Point placement records
··········

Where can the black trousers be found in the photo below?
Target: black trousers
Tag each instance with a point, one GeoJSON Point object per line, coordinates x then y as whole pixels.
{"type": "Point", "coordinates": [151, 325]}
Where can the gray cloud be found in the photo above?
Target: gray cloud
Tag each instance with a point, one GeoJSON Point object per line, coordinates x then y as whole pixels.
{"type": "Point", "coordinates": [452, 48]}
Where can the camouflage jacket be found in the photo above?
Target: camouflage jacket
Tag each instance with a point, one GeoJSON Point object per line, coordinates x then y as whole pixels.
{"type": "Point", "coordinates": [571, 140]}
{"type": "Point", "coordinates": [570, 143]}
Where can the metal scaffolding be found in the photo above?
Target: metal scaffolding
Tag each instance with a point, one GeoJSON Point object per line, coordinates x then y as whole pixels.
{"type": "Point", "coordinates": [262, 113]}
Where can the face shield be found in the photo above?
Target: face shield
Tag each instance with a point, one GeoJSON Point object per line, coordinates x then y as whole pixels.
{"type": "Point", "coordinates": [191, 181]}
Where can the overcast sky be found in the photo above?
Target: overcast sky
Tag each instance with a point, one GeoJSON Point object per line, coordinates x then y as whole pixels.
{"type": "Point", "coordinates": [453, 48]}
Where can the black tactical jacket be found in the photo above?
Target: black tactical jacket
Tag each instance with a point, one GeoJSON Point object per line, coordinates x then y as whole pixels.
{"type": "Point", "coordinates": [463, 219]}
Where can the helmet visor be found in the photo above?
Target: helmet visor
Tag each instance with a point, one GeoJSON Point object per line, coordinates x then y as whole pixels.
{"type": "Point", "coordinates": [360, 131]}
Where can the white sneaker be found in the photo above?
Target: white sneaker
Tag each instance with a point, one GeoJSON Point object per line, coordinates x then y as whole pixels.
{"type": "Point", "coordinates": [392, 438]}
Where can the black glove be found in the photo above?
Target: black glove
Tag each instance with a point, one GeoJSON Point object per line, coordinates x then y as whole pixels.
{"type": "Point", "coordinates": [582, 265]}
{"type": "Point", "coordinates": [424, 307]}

··········

Exactly as they are written, print the entries again.

Where can the black trousers be found in the photo below?
Target: black trousers
Tag each instance with a point, one GeoJSON Point object per line, coordinates x then y as whole pixels.
{"type": "Point", "coordinates": [151, 325]}
Where can the gray cloud be found in the photo above?
Target: gray cloud
Tag each instance with a point, one GeoJSON Point object per line, coordinates x then y as whole pixels.
{"type": "Point", "coordinates": [452, 48]}
Where can the camouflage jacket be found in the photo above?
Target: camouflage jacket
Tag each instance with a point, one GeoJSON Point object per line, coordinates x then y as whole pixels.
{"type": "Point", "coordinates": [571, 140]}
{"type": "Point", "coordinates": [570, 143]}
Where can the metal scaffolding be found in the photo above?
Target: metal scaffolding
Tag each instance with a point, one GeoJSON Point object per line, coordinates x then y as whole pixels.
{"type": "Point", "coordinates": [262, 113]}
Where can the face shield be found in the photo above?
Target: face shield
Tag each instance with a point, one GeoJSON Point object per line, coordinates x then y as whole pixels.
{"type": "Point", "coordinates": [191, 181]}
Where can the overcast sky be found in the photo above?
Target: overcast sky
Tag each instance with a point, one GeoJSON Point object per line, coordinates x then y as whole pixels.
{"type": "Point", "coordinates": [453, 48]}
Where can the black tactical jacket be found in the photo above?
Target: black tactical jacket
Tag each instance with a point, one GeoJSON Point object per line, coordinates x then y as whole pixels.
{"type": "Point", "coordinates": [463, 219]}
Where can the helmet visor be found in the photo above?
Target: helmet visor
Tag each instance with a point, one GeoJSON Point object per line, coordinates x then y as whole pixels.
{"type": "Point", "coordinates": [360, 131]}
Where can the white sneaker be found in the photo above?
Target: white sneaker
Tag each instance with a point, one GeoJSON Point object per line, coordinates x then y as whole pixels.
{"type": "Point", "coordinates": [392, 438]}
Where can the black glove be found in the photo above?
Target: black glove
Tag each instance with a point, one GeoJSON Point object per line, coordinates x then y as whole pixels.
{"type": "Point", "coordinates": [582, 265]}
{"type": "Point", "coordinates": [424, 307]}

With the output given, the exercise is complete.